** BEGIN **

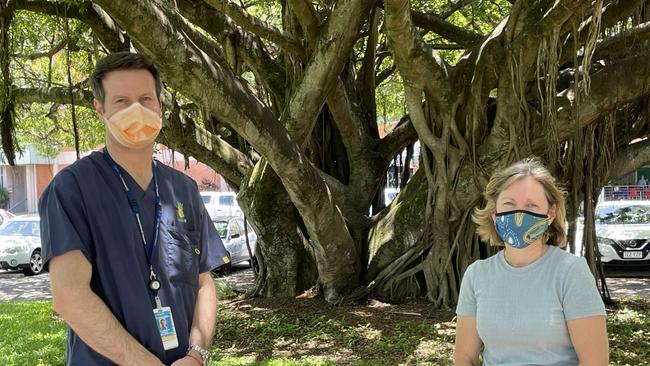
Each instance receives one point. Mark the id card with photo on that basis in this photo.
(166, 328)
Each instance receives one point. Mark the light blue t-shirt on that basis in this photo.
(521, 312)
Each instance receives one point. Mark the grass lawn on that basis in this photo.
(310, 332)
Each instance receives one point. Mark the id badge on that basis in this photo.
(166, 328)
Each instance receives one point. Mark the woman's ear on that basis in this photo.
(551, 213)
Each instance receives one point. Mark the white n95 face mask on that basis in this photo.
(134, 127)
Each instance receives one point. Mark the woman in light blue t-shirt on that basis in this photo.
(532, 303)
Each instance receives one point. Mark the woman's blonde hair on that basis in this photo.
(530, 167)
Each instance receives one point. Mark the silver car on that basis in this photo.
(233, 236)
(623, 232)
(20, 245)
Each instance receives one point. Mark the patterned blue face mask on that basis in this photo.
(520, 228)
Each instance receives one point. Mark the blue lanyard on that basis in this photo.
(154, 284)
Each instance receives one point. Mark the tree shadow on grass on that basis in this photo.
(311, 329)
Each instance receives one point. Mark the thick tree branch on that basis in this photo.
(102, 25)
(629, 159)
(613, 86)
(306, 15)
(183, 134)
(59, 95)
(613, 13)
(322, 72)
(459, 4)
(632, 39)
(523, 34)
(418, 67)
(401, 136)
(247, 47)
(437, 24)
(254, 25)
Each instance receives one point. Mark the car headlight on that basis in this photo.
(605, 245)
(13, 248)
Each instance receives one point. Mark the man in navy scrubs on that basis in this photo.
(127, 240)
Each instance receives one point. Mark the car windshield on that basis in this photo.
(22, 228)
(632, 214)
(222, 228)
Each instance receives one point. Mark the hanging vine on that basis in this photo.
(7, 100)
(70, 86)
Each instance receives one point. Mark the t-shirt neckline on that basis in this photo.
(502, 260)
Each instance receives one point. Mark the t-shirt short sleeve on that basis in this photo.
(467, 296)
(581, 298)
(214, 254)
(64, 226)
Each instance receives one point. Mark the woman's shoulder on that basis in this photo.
(563, 259)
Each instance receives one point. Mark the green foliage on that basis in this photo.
(224, 290)
(629, 330)
(31, 334)
(4, 197)
(48, 126)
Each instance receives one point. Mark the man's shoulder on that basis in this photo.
(82, 166)
(175, 175)
(77, 171)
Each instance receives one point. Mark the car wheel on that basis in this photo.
(35, 264)
(255, 264)
(224, 270)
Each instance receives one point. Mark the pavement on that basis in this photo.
(14, 286)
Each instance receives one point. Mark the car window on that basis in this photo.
(632, 214)
(226, 200)
(234, 229)
(222, 228)
(23, 228)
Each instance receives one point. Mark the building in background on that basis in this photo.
(27, 180)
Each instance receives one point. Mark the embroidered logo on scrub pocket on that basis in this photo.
(180, 213)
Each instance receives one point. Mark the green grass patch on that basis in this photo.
(309, 332)
(31, 334)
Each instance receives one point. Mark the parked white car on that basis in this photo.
(623, 231)
(233, 236)
(20, 245)
(221, 205)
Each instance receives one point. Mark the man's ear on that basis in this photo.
(99, 108)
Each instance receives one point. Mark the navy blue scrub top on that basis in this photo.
(85, 208)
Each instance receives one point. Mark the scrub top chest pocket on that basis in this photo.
(182, 253)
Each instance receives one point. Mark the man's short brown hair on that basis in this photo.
(122, 61)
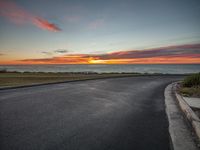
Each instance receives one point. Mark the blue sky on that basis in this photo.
(95, 26)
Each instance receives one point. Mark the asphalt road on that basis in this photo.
(105, 114)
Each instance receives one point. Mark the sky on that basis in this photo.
(99, 31)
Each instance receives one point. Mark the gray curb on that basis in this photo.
(189, 113)
(180, 135)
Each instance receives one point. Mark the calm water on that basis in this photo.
(170, 69)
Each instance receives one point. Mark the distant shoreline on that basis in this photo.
(12, 79)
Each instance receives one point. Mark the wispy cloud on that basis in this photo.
(58, 51)
(18, 15)
(73, 18)
(170, 54)
(61, 51)
(96, 23)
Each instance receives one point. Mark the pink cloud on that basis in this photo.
(96, 24)
(18, 15)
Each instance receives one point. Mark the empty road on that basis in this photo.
(106, 114)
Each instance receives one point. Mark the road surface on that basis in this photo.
(106, 114)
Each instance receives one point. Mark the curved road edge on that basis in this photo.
(180, 134)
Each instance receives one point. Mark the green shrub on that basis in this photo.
(192, 80)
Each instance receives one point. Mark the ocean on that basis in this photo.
(150, 68)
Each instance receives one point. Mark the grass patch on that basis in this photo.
(12, 79)
(190, 86)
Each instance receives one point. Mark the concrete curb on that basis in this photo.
(180, 135)
(189, 113)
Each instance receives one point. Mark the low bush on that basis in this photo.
(192, 81)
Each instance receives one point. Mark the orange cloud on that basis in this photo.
(18, 15)
(181, 54)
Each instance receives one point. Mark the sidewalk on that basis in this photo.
(181, 134)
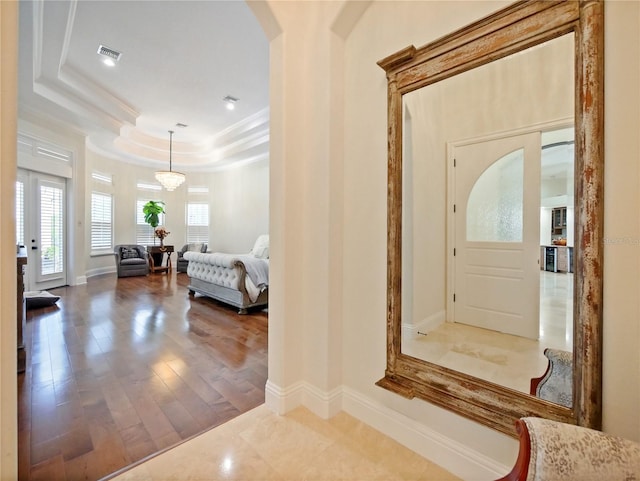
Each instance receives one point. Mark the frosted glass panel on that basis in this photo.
(494, 208)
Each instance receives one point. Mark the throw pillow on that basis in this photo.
(129, 253)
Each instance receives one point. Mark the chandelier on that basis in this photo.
(168, 178)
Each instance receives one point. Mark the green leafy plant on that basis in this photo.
(152, 211)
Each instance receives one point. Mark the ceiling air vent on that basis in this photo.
(114, 55)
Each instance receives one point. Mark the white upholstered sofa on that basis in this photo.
(241, 280)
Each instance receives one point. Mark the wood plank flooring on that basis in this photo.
(121, 369)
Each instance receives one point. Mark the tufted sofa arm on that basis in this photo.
(221, 269)
(555, 451)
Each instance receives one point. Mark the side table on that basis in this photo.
(156, 255)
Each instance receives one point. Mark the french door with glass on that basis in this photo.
(41, 215)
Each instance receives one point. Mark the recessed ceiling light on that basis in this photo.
(230, 101)
(110, 55)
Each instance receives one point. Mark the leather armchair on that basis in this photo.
(131, 260)
(556, 384)
(181, 263)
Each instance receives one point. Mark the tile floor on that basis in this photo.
(505, 359)
(260, 445)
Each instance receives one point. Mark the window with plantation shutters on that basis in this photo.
(19, 213)
(51, 229)
(101, 221)
(197, 222)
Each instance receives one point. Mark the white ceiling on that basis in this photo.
(179, 59)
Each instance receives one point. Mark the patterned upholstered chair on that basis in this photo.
(556, 384)
(555, 451)
(182, 264)
(131, 260)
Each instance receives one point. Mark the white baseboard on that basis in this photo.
(99, 271)
(453, 456)
(447, 453)
(320, 403)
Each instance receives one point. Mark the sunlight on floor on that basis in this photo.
(260, 445)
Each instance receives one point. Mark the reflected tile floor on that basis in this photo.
(260, 445)
(504, 359)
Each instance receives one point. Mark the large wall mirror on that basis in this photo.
(495, 216)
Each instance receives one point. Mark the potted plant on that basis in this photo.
(152, 211)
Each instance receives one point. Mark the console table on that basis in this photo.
(156, 255)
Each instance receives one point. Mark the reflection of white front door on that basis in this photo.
(44, 229)
(496, 270)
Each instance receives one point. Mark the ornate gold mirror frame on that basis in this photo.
(520, 26)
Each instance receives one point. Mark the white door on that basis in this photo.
(44, 221)
(497, 204)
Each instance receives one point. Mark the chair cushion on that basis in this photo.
(129, 253)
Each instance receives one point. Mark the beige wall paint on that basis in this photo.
(8, 132)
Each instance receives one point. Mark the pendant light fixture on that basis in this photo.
(168, 178)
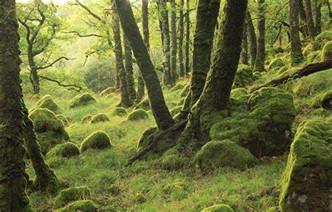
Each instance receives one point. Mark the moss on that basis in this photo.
(276, 64)
(81, 206)
(326, 101)
(71, 194)
(138, 115)
(119, 111)
(82, 100)
(47, 102)
(218, 208)
(99, 118)
(86, 119)
(67, 149)
(97, 140)
(50, 130)
(217, 154)
(306, 182)
(327, 51)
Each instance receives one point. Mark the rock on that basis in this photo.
(218, 154)
(80, 206)
(138, 115)
(65, 150)
(82, 100)
(218, 208)
(71, 194)
(307, 180)
(99, 118)
(97, 140)
(47, 102)
(49, 129)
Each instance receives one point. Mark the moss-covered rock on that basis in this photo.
(97, 140)
(80, 206)
(327, 51)
(49, 129)
(71, 194)
(82, 100)
(119, 111)
(218, 208)
(65, 150)
(218, 154)
(307, 180)
(47, 102)
(138, 115)
(99, 118)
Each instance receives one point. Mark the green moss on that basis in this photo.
(99, 118)
(97, 140)
(218, 208)
(138, 115)
(217, 154)
(67, 149)
(71, 194)
(80, 206)
(119, 111)
(306, 183)
(327, 51)
(82, 100)
(47, 102)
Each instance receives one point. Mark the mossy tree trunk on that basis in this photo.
(45, 178)
(207, 17)
(181, 36)
(129, 69)
(252, 44)
(260, 56)
(12, 167)
(296, 52)
(159, 108)
(125, 98)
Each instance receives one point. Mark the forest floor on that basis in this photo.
(145, 186)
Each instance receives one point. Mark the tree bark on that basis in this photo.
(207, 16)
(296, 52)
(160, 111)
(260, 56)
(12, 167)
(125, 98)
(181, 36)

** END **

- _What the exercise asks_
Exactly as written, give the line containing "Each instance receives one point. Mark the rock" and all remaining lines of the records.

- _Exercise output_
Each instance receives one point. Mark the rock on that basis in this photo.
(218, 154)
(80, 206)
(138, 115)
(65, 150)
(82, 100)
(218, 208)
(71, 194)
(307, 180)
(99, 118)
(97, 140)
(47, 102)
(49, 129)
Each instance receives one point. Mark the moss-covered rock on that basis in this photo.
(97, 140)
(80, 206)
(327, 51)
(49, 129)
(71, 194)
(82, 100)
(119, 111)
(218, 208)
(65, 150)
(218, 154)
(307, 180)
(47, 102)
(138, 115)
(99, 118)
Each instance receives one point. Mark the green moss on that basis in this photo.
(99, 118)
(97, 140)
(218, 208)
(138, 115)
(217, 154)
(67, 149)
(71, 194)
(80, 206)
(119, 111)
(306, 183)
(327, 51)
(82, 100)
(47, 102)
Each instance receives one point. Mark the mossy tree trunk on that basis in this photo.
(45, 178)
(207, 17)
(181, 36)
(129, 69)
(252, 44)
(260, 56)
(12, 167)
(296, 52)
(159, 108)
(125, 98)
Each instance receives one point. Mark the forest floor on that basis in this photo.
(145, 186)
Each instance receives one point. Mark the tree bark on that basis in this photo.
(207, 16)
(296, 52)
(160, 111)
(260, 56)
(12, 167)
(125, 98)
(181, 36)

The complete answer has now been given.